Directions for this task —
Leave no line out. Transcribe the whole listing exactly.
[Data extracts Boundary: Start]
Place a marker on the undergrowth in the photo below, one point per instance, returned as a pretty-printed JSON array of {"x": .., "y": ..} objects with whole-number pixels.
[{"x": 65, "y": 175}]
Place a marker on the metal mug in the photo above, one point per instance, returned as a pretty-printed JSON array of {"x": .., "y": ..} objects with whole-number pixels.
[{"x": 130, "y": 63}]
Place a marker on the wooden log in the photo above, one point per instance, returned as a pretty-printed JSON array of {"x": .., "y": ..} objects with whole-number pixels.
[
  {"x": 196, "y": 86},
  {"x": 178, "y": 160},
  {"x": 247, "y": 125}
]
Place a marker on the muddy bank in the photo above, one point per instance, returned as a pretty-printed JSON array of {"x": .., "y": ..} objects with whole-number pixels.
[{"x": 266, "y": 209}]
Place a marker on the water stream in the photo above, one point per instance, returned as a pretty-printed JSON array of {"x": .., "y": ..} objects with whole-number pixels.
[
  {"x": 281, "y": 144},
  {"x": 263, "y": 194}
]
[Data extracts Boundary: End]
Your solution —
Place a marker on the undergrowth in the photo below, one point per instance, returned as a pretty-printed JSON array of {"x": .., "y": ..} objects with whole-number pixels.
[{"x": 65, "y": 175}]
Place a marker on the metal mug in the photo above, one point per instance, returned as a pretty-printed JSON array of {"x": .., "y": ..} objects with whole-number pixels.
[{"x": 130, "y": 63}]
Place a marker on the wooden log in the photo above, one point per instance, returned as a pretty-printed JSON array of {"x": .., "y": ..} objects with whole-number pixels.
[
  {"x": 196, "y": 86},
  {"x": 178, "y": 160},
  {"x": 247, "y": 125}
]
Place a marker on the muddy bank in the photo above, one point per instance, returned as a pretty-printed JSON array of {"x": .., "y": ..} objects with whole-number pixels.
[{"x": 266, "y": 209}]
Place a marker on the water stream in the photo above, one point per instance, returned as a pretty-printed JSON array of {"x": .., "y": ..} objects with whole-number pixels.
[
  {"x": 281, "y": 144},
  {"x": 263, "y": 194}
]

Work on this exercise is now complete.